処理対象データ:
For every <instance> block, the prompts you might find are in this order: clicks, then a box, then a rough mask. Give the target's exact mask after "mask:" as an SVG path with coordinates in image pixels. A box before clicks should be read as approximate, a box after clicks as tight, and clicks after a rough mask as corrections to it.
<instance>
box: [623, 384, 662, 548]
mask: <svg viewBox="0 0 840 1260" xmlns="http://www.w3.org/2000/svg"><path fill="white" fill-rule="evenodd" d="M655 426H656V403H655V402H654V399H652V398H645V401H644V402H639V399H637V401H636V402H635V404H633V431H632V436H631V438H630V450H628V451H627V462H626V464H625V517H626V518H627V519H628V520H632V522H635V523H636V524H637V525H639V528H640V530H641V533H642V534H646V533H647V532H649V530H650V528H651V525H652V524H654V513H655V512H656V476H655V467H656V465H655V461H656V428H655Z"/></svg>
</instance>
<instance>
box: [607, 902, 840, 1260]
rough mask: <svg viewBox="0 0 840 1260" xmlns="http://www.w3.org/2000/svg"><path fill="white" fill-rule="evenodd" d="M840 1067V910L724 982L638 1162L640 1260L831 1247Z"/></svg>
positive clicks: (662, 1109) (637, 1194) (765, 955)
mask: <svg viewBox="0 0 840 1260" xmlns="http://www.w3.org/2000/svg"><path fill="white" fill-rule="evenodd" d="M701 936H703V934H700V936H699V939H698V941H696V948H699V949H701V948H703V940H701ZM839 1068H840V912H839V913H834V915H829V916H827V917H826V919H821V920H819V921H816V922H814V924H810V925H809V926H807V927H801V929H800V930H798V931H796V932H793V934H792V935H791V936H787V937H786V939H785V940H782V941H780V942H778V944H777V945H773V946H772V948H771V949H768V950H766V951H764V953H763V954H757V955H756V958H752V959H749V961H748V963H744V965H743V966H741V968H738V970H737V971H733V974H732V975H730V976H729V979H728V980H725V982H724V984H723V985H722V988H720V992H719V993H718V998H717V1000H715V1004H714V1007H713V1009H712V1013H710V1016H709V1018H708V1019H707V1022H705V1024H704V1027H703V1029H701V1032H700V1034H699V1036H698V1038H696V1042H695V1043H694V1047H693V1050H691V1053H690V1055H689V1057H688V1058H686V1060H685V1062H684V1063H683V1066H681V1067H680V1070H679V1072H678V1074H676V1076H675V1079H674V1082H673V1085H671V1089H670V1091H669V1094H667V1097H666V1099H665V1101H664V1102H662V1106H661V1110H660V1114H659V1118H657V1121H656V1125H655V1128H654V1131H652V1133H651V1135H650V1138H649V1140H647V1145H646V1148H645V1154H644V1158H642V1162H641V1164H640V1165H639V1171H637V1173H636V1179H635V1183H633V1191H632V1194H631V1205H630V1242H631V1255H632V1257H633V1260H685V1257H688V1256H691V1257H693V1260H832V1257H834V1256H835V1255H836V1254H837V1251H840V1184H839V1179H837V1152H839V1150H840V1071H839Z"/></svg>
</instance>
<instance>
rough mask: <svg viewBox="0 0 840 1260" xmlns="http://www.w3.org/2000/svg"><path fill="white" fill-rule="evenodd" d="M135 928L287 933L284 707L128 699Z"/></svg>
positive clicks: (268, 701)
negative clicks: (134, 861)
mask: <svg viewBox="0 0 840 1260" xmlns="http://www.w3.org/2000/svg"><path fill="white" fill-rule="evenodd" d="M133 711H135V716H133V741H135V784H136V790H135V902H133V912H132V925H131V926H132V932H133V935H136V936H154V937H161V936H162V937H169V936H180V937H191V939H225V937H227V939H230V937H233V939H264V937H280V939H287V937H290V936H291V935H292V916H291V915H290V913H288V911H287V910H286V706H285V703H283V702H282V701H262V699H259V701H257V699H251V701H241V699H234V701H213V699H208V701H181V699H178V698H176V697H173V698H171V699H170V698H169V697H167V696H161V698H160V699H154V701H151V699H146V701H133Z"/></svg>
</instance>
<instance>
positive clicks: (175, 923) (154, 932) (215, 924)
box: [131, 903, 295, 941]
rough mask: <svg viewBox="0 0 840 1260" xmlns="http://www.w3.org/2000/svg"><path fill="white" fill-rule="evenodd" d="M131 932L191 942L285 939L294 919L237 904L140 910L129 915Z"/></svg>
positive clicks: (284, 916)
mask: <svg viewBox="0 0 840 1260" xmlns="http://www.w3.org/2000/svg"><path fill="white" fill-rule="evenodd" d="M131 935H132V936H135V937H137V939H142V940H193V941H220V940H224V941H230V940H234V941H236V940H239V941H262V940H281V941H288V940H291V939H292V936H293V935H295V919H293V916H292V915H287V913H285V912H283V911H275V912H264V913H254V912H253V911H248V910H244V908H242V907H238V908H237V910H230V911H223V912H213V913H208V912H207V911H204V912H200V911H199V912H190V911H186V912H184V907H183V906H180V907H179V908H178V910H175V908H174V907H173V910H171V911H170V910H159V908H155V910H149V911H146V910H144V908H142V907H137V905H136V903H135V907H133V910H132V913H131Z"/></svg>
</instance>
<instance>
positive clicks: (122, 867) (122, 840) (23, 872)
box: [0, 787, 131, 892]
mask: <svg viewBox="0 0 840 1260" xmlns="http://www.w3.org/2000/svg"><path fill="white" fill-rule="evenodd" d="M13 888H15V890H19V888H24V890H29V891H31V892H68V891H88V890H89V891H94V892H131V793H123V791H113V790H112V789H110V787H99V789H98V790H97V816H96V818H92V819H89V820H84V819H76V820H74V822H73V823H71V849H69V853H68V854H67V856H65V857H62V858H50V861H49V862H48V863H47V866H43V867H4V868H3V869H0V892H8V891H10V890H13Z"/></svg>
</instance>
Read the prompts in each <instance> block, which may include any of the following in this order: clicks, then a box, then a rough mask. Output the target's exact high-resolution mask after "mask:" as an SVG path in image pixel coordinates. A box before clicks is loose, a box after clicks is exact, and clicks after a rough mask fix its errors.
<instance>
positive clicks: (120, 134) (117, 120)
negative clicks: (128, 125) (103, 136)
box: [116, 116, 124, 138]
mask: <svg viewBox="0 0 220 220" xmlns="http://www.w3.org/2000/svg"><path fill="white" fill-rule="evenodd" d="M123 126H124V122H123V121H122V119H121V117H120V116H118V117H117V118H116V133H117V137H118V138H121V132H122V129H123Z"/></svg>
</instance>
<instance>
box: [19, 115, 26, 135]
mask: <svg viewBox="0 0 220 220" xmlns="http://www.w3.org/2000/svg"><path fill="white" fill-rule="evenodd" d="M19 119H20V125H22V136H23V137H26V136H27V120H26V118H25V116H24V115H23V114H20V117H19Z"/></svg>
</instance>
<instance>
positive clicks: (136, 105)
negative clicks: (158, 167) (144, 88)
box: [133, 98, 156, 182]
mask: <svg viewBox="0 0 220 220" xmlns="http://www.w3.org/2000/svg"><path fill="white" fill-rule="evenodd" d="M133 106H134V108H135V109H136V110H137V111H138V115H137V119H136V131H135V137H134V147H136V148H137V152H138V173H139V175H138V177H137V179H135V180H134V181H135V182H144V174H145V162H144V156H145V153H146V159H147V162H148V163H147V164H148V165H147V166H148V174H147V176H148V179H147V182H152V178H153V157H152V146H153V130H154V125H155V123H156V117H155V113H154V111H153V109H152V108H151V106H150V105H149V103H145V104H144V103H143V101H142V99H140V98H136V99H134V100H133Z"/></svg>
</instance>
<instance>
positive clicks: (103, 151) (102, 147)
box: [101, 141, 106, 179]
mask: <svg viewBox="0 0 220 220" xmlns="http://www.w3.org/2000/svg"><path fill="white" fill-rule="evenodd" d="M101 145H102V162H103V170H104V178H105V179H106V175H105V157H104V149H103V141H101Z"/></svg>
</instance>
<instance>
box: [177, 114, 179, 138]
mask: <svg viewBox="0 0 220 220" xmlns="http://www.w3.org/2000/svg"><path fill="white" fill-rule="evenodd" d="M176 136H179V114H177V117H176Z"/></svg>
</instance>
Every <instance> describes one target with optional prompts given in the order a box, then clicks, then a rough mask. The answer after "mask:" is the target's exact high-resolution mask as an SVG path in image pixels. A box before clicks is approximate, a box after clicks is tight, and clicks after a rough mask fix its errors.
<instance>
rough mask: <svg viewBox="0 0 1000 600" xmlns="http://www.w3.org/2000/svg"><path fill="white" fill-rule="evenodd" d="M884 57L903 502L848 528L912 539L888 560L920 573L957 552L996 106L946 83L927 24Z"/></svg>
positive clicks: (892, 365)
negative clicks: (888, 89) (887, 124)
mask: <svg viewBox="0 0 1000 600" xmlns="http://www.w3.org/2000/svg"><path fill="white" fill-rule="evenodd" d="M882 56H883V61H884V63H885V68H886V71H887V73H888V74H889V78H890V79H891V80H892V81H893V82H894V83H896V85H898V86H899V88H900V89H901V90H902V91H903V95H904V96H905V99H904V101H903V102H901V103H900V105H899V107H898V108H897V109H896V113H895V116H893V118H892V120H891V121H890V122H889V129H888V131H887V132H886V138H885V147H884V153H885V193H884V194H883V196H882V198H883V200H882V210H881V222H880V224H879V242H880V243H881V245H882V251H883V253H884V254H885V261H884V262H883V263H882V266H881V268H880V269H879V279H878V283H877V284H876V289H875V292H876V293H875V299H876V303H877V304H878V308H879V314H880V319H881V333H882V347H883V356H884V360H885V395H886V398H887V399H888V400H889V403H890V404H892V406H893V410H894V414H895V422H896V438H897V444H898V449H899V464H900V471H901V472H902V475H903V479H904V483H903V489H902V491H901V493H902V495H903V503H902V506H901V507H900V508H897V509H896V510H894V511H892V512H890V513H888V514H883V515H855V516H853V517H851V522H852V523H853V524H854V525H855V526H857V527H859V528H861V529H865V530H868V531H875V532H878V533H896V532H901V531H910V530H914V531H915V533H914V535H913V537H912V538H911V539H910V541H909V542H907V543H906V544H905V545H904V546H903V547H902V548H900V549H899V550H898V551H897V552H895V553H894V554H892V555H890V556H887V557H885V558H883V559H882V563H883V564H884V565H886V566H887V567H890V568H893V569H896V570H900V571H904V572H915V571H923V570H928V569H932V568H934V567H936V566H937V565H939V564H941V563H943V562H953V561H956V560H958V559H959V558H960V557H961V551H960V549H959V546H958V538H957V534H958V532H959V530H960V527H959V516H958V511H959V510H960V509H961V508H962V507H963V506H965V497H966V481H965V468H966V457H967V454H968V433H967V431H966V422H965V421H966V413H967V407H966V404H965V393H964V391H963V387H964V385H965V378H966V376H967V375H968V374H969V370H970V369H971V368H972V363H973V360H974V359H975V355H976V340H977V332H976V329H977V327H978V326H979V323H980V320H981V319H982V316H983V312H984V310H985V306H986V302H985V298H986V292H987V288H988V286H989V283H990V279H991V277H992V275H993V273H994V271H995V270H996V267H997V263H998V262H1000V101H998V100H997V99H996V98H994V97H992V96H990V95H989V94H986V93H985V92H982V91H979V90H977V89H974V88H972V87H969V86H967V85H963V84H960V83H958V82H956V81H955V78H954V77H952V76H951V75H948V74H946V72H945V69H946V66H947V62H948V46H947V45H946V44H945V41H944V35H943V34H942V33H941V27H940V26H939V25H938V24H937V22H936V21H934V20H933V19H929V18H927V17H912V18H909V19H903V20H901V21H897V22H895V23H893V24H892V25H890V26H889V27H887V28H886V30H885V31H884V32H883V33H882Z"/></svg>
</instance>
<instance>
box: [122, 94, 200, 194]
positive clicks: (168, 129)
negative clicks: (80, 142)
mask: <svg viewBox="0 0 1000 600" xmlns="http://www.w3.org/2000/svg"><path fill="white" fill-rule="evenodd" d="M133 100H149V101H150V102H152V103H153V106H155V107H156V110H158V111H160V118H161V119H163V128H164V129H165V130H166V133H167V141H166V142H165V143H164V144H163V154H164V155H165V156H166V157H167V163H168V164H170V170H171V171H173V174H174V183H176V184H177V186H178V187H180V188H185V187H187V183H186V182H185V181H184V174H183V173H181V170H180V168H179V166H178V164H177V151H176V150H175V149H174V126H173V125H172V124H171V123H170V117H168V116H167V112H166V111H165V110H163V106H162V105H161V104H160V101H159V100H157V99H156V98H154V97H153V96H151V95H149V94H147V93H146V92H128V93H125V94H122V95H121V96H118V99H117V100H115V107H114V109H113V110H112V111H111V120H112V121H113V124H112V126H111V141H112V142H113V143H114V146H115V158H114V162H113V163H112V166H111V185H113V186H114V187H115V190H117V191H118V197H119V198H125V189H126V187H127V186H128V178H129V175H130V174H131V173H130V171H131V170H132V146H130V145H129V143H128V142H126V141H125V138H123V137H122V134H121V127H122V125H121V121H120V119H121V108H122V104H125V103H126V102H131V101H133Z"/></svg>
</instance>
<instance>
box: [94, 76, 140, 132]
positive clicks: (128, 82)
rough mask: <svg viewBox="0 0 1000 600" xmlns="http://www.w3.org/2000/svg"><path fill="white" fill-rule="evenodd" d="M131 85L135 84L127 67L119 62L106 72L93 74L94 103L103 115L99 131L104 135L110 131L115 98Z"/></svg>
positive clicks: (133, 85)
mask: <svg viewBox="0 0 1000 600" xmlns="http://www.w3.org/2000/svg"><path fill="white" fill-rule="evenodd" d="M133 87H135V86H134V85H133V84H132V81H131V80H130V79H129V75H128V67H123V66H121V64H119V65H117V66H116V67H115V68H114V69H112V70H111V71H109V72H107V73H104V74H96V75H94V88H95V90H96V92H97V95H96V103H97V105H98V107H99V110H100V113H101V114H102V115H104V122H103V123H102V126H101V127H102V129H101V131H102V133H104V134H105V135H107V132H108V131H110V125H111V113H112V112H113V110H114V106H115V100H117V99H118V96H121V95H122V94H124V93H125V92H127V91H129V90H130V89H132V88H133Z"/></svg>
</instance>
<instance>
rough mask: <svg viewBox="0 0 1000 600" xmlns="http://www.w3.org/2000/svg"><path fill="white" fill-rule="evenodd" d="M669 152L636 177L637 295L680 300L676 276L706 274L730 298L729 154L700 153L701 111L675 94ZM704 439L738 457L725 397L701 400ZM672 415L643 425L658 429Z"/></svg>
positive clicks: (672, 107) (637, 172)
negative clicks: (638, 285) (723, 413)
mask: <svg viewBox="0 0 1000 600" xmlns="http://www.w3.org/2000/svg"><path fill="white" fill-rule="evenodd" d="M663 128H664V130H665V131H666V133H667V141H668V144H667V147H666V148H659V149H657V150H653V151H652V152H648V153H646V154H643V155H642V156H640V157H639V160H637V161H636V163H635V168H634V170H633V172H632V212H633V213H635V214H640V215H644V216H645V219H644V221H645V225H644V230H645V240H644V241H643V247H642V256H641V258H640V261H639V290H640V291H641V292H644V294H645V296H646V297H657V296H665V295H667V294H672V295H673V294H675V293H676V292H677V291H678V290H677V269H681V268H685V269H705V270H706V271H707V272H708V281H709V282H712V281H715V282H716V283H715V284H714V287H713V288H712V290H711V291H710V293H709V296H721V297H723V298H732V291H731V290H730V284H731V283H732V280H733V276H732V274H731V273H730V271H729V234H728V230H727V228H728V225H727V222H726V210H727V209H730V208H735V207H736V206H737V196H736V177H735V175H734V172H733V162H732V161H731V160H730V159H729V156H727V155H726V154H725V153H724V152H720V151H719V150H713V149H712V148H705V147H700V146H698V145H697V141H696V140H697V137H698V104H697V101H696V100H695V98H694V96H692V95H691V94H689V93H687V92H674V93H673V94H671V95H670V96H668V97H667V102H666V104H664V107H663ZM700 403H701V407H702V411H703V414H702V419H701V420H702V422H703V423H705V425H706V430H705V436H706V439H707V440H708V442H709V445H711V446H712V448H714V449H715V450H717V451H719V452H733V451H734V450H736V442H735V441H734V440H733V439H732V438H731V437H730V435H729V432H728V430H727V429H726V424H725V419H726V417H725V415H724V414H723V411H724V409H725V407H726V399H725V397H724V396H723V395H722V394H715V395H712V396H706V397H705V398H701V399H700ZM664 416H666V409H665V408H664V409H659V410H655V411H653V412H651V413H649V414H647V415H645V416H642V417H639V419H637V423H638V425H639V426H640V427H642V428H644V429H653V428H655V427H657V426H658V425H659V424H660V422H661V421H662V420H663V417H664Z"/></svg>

課題:
上記の一覧から、文字列「negative」を含む行をすべて抜き出してください。大文字と小文字は区別されます。

実行結果:
negative clicks: (134, 861)
negative clicks: (128, 125) (103, 136)
negative clicks: (158, 167) (144, 88)
negative clicks: (888, 89) (887, 124)
negative clicks: (80, 142)
negative clicks: (638, 285) (723, 413)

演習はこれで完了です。